■ Task to complete ■
Copy the blog post below about Sojourner Truth and discrimination, word for word and in full.

■ Passage for review ■
Thursday, November 3, 2011

Community Stories

An Account of Experience with Discrimination
By: Sojourner Truth

Sojourner Truth was apart of a group of anti slavery women volunteering with ex-slave refugees in D.C. during the Civil War.  She often experienced discrimination on public transportation even after slavery was abolished.  Her idea of "the old slaveholding spirit" is about how slavery was abolished and yet the community's view on African Americans was still the same.  How she says: "but it must die" means that people must accept blacks eventually because of the movement for colored people.  They simply would not take being discriminated against any longer.

I feel like a primary document such as a letter like this one has a greater meaning and effect on the reader than a reporter's story because the words cames directly from the person's mouth and weren't just interpreted by a second person.  I believe that primary documents have greater weight and credibility than reports and have a deeper impact on the person who them because they can really be moved by it and can connect with it.  Letters such as this one can give you a detailed and more specific perspective on a community because the person who wrote it actually lived through it.

■ Data section ■
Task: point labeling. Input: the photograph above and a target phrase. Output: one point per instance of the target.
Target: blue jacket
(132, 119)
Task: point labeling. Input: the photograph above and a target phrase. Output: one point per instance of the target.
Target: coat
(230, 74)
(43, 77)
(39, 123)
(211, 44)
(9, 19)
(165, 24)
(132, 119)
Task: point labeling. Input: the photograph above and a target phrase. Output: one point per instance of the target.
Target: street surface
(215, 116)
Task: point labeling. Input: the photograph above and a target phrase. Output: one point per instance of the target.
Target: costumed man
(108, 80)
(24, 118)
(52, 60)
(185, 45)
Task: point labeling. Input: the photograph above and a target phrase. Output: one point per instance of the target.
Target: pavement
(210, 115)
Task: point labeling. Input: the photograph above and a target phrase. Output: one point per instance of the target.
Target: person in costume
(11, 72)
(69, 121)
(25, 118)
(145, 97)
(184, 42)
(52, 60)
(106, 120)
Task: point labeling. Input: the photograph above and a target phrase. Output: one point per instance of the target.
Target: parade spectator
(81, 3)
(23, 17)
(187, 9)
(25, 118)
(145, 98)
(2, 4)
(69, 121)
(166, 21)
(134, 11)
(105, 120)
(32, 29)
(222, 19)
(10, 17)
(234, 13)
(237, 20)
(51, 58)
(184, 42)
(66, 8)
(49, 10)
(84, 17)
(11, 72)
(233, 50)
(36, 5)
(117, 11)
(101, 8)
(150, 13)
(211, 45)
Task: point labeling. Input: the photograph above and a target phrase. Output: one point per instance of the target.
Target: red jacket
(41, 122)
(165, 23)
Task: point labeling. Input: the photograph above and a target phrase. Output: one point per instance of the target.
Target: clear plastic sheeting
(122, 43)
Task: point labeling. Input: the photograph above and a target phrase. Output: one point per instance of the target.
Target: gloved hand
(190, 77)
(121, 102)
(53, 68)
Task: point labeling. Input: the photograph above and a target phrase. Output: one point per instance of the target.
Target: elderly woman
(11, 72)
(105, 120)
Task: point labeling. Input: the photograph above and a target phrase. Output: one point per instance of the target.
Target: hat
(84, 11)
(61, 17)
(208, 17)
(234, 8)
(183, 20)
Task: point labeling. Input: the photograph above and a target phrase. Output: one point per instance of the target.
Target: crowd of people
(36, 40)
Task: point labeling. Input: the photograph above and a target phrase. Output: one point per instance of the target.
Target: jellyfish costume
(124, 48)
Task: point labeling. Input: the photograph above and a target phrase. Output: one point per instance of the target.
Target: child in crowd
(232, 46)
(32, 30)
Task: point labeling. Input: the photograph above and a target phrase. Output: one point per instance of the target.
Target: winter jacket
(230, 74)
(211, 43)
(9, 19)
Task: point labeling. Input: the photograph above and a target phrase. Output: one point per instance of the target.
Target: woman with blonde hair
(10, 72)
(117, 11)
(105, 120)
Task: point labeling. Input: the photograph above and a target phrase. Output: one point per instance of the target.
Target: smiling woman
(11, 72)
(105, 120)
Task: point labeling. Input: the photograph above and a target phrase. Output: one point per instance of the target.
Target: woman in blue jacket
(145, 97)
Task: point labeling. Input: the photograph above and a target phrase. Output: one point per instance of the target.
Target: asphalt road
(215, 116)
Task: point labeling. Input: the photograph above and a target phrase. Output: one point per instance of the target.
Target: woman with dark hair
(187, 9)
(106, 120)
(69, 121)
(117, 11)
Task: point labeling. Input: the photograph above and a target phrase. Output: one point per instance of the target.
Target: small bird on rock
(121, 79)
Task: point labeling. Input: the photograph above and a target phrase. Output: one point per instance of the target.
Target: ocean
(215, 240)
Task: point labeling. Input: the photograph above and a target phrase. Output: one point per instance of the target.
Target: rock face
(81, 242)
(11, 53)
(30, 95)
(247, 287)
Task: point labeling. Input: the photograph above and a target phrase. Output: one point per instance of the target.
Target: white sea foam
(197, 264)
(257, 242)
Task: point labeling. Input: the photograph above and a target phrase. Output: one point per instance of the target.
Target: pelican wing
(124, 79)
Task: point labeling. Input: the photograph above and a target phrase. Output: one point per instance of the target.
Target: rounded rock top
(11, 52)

■ Output ■
Thursday, November 3, 2011

Community Stories

An Account of Experience with Discrimination
By: Sojourner Truth

Sojourner Truth was apart of a group of anti slavery women volunteering with ex-slave refugees in D.C. during the Civil War.  She often experienced discrimination on public transportation even after slavery was abolished.  Her idea of "the old slaveholding spirit" is about how slavery was abolished and yet the community's view on African Americans was still the same.  How she says: "but it must die" means that people must accept blacks eventually because of the movement for colored people.  They simply would not take being discriminated against any longer.

I feel like a primary document such as a letter like this one has a greater meaning and effect on the reader than a reporter's story because the words cames directly from the person's mouth and weren't just interpreted by a second person.  I believe that primary documents have greater weight and credibility than reports and have a deeper impact on the person who them because they can really be moved by it and can connect with it.  Letters such as this one can give you a detailed and more specific perspective on a community because the person who wrote it actually lived through it.